◆ Aim of the task:
Will you reproduce only the entries from the line containing "Each instance of the black" through the line containing "[[103, 300]]", every line included, shifting each point coordinate in the answers up by 64 and leaving the sample coordinates in the instructions unchanged?

◆ Data to use:
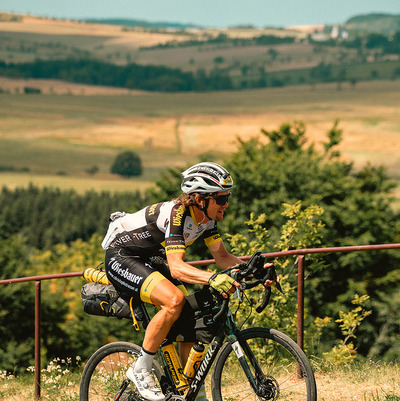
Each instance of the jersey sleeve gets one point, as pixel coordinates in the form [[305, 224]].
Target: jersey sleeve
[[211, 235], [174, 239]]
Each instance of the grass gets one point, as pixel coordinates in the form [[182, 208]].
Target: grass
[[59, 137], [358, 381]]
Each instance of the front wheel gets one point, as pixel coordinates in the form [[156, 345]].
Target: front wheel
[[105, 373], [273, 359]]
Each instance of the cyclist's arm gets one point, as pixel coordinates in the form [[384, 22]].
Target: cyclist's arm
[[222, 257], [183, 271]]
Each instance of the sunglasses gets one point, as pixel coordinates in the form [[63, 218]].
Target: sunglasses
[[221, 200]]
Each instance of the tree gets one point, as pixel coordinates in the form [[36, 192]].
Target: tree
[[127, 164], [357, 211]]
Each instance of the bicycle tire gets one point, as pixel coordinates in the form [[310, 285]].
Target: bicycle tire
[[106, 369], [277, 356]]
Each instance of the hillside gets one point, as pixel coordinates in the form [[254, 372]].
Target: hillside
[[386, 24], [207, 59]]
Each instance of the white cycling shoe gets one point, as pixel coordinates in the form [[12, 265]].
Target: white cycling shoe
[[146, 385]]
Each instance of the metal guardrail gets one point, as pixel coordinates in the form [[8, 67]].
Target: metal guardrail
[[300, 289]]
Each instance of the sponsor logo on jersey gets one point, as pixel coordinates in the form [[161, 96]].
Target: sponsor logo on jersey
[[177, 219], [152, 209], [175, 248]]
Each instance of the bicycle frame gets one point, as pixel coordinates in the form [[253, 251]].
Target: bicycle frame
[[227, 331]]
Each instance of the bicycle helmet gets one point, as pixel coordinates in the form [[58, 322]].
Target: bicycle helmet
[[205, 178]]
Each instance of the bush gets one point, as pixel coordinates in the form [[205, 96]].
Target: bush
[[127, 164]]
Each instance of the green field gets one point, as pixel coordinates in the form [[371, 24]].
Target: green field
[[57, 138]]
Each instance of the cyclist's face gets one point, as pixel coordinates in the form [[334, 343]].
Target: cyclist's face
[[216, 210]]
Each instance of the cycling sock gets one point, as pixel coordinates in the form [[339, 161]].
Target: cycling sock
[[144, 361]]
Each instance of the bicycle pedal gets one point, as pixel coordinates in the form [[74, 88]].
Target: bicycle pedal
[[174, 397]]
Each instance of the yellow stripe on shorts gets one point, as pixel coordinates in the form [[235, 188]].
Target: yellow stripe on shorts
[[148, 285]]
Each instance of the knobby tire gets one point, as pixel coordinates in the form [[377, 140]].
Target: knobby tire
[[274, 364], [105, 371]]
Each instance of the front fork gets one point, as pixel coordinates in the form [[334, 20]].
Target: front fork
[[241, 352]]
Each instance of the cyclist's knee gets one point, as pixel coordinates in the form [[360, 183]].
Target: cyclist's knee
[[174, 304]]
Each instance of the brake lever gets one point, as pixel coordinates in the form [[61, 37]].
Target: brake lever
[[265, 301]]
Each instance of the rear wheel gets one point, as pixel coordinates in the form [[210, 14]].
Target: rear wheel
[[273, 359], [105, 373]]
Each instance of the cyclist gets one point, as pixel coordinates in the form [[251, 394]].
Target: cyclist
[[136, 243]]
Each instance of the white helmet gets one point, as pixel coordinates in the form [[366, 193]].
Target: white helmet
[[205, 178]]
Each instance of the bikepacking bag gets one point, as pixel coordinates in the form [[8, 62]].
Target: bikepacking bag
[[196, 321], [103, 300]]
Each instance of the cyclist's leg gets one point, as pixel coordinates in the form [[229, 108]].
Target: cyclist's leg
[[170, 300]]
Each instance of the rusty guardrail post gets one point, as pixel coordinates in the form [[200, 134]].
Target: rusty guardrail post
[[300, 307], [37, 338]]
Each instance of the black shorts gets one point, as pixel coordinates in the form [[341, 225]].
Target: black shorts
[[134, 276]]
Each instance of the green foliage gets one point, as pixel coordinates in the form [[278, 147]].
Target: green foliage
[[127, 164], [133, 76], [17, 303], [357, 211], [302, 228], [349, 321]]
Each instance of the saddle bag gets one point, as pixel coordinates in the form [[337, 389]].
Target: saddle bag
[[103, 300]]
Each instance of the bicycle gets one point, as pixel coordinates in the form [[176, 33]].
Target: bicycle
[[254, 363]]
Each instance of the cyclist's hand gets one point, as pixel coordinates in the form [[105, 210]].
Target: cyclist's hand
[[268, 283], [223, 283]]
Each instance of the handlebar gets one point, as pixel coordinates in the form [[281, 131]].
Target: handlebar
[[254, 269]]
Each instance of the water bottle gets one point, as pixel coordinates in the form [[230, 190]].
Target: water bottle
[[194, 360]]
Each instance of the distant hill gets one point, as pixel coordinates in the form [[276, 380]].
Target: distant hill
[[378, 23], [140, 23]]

◆ Task solution:
Each instance of the black shorts gets one point, as pixel coordinates in the form [[341, 225]].
Target: black shorts
[[198, 340]]
Each instance of the green foliage gets one point, as pixel coordinates in the form [[278, 147]].
Target: green foliage
[[191, 228], [197, 140], [81, 367], [421, 275], [366, 292], [413, 385]]
Each instance of the saddle bag gets one point, as pixel coordinates in the form [[337, 389]].
Target: saddle bag
[[167, 364]]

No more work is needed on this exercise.